Your goal: Strip the pictures and reproduce the rest of the listing exactly.

## Begin

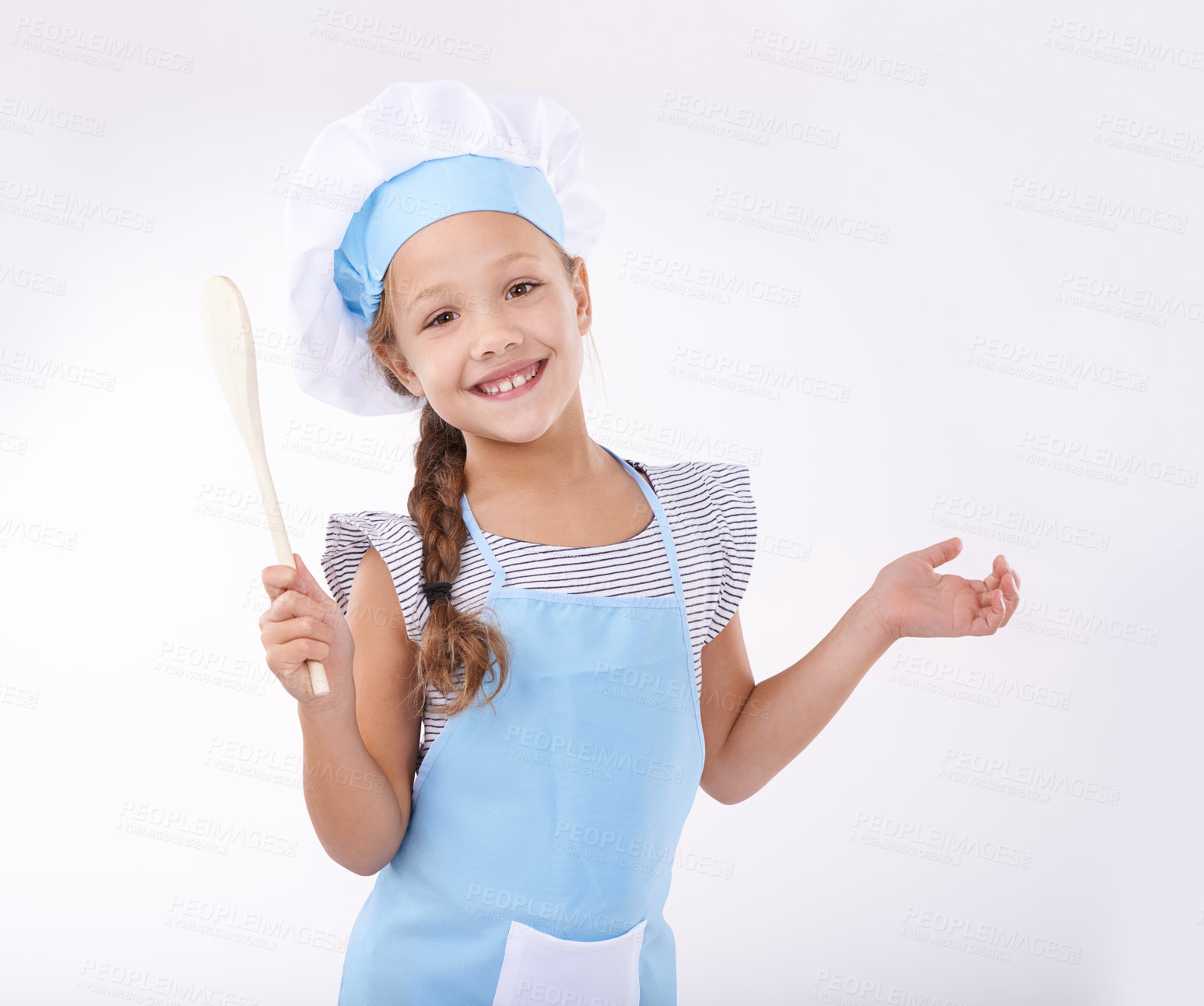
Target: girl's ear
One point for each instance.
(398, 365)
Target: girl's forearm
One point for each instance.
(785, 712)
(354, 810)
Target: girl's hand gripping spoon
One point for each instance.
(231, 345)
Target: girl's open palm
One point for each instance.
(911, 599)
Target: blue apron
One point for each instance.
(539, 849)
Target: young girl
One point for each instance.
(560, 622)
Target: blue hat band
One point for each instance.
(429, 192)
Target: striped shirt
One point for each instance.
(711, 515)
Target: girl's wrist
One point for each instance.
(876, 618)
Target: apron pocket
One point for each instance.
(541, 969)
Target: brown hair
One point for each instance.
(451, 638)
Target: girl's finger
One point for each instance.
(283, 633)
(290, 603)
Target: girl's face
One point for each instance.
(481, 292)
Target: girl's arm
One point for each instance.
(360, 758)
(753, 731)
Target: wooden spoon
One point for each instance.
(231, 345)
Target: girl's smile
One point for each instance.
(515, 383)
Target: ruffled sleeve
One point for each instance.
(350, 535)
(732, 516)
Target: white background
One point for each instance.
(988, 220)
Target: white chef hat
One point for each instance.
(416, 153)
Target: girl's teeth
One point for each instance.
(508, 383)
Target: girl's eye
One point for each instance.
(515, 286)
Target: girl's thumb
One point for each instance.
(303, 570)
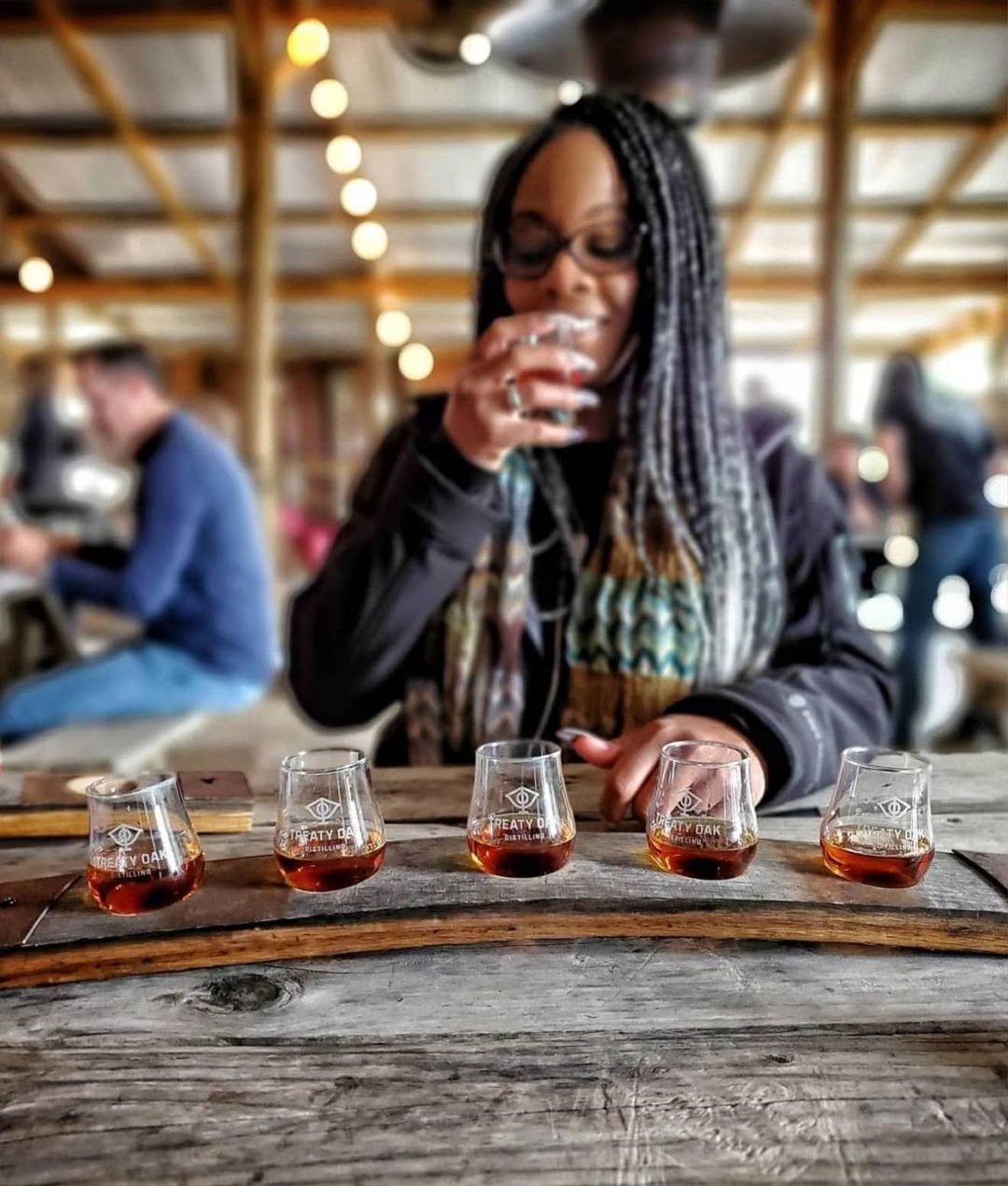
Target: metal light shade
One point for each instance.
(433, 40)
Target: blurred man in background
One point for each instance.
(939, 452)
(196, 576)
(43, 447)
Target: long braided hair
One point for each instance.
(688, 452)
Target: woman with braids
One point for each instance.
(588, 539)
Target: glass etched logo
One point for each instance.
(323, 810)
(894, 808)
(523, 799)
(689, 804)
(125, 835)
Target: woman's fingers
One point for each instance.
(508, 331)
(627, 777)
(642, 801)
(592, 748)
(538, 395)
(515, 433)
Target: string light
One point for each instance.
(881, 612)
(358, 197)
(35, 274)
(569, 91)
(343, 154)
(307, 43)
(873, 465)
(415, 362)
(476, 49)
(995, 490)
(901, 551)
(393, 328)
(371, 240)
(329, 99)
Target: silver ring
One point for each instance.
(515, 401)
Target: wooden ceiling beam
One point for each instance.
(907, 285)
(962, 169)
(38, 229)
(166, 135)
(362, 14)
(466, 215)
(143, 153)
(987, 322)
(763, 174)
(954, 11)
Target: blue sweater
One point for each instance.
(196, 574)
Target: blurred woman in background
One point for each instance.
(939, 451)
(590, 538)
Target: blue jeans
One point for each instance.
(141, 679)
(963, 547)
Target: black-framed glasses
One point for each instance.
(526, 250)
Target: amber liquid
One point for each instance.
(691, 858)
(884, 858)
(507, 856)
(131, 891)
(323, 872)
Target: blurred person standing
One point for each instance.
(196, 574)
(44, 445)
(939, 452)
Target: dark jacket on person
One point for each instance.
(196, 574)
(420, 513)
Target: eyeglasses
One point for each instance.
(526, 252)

## End

Expected answer:
Target: girl's ear
One point for each instance.
(398, 365)
Target: girl's forearm
One point for each instance.
(785, 712)
(354, 810)
Target: girl's hand gripping spoon
One point for each instance.
(231, 345)
Target: girl's open palm
One point for each instance.
(911, 599)
Target: blue apron
One point for each instance.
(539, 849)
Target: young girl
One point for each instance.
(560, 622)
Target: blue hat band
One point for each instance.
(429, 192)
Target: striped shirt
One point for each instance.
(711, 515)
Target: girl's wrist
One point for each instance.
(876, 618)
Target: apron pocket
One point for each instance.
(541, 969)
Target: brown hair
One point for each instance.
(451, 638)
Target: girl's finger
One point for each instance.
(283, 633)
(290, 603)
Target: girl's face
One point for each instance.
(481, 292)
Target: girl's arm
One point for each instance.
(360, 758)
(753, 731)
Target: wooden spoon
One point for each instance.
(231, 345)
Target: girl's smile
One point for each instance.
(515, 383)
Target: ruffled sleeve
One point for each instance.
(350, 535)
(732, 516)
Target: white background
One point for each instance.
(988, 220)
Target: white chef hat
One point for each instance.
(416, 153)
Target: girl's teeth
One point for each instance.
(508, 383)
Target: girl's eye
One point for each instance.
(515, 286)
Target: girl's thumb
One point for each instance.
(303, 570)
Target: metal light shade
One point for each instance.
(433, 40)
Target: blurred man in background
One point for each instance.
(939, 452)
(196, 576)
(43, 447)
Target: long braided hair
One point for each instance.
(688, 452)
Target: woman with braids
One point for each instance.
(588, 539)
Target: glass etched logo
One point for each instance.
(323, 810)
(894, 808)
(523, 799)
(689, 804)
(125, 835)
Target: woman's fingers
One point for each instance.
(508, 331)
(627, 777)
(642, 801)
(592, 748)
(538, 395)
(515, 433)
Target: string light
One point for each instance.
(881, 612)
(358, 197)
(35, 274)
(569, 91)
(343, 154)
(307, 43)
(873, 465)
(415, 362)
(476, 49)
(995, 490)
(901, 551)
(393, 328)
(371, 240)
(329, 99)
Target: silver ring
One point for each instance.
(515, 401)
Target: wooden ceiling beam
One point for each instance.
(907, 285)
(962, 169)
(38, 229)
(166, 135)
(362, 14)
(466, 215)
(143, 153)
(987, 322)
(763, 174)
(954, 11)
Target: blue sweater
One point for each instance.
(196, 574)
Target: blurred woman in background
One point for each instance.
(939, 451)
(590, 538)
Target: blue jeans
One point for each instance.
(141, 679)
(963, 547)
Target: black-framed glasses
One point for each instance.
(526, 250)
Target: amber liquid
One point for each instance.
(691, 858)
(884, 858)
(507, 856)
(131, 891)
(323, 872)
Target: blurred person standing
One point for each instance.
(196, 574)
(44, 445)
(939, 452)
Target: dark jacket on person
One point for each instance.
(196, 574)
(420, 513)
Target: eyeglasses
One point for each instance.
(526, 252)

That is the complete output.